■ **EXERCISE REQUIREMENTS**:
1 - In the article about Katheryn Miller below, when did her career as a teacher overseas come to an end?
2 - Extend the article about Katheryn Miller below by writing the paragraphs that come after its final sentence.

■ **PASSAGE SHOWN**:
»»

For over 30 years, Katheryn Miller served as a teacher of missionary children in Africa. She taught in Mali, even in the midst of rebel activity and war. She taught in Niger, even after the school flooded twice and the COVID-19 pandemic closed classrooms.
Now retired and living in Grand Rapids, Mich., Miller doesn’t miss the homework assignments or the lesson plans, but she does miss her students.
“I always looked forward to the next year of teaching,” Miller said of her time in Africa. “What would my students and staff be like? When I was home in Michigan for the summer, my suitcase would always be open, ready to pack.”
Miller’s career as a teacher overseas concluded in spring 2021, but her stories and memories are still at the top of her mind. On a simple printed sheet of paper, she’s typed out her entire journey as a missionary teacher—each country, each ministry that sponsored her and each time she returned home. The list covers an entire page. Each name and location has a story, stories that Miller is eager to tell and never wants to forget.

««

[Phrase grounding records]
»»

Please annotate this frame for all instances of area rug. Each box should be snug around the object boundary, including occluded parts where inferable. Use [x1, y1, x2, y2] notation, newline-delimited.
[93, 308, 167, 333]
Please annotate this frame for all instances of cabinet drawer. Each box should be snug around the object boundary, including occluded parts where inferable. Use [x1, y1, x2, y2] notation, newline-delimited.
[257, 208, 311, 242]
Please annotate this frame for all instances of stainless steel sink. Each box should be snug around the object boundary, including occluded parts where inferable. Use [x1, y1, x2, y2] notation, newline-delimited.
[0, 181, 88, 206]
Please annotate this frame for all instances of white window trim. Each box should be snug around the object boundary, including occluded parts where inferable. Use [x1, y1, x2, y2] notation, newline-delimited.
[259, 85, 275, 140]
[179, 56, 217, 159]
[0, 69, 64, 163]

««

■ **TASK RESPONSES**:
1 - It ended in spring 2021.

2 -
When she was 9, Miller heard the clear call of God to serve as a missionary. Her parents were very interested in missions and often hosted missionaries in their home. After graduating from Grand Rapids Baptist College, Miller spent the first 10 years of her career in the states, teaching in both Ohio and Michigan. She knew there was something more that she was called to do.
“I knew the LORD was leading me to missions,” Miller said. “I didn’t know exactly when, but I knew that’s where the LORD wanted me to be.”
One day, a friend of hers told her they were in desperate need of a schoolteacher in the Timbuktu region of Mali in northwestern Africa. So she raised support, and from 1989 to 2011, Miller served in Mali, teaching missionary kids out of her home.
The region of Mali has been in conflict for many years, so Miller often had to evacuate with the missionary families, regularly traveling to villages with no phones or electricity. This often left Miller with no way to tell her family in Michigan that she was safe.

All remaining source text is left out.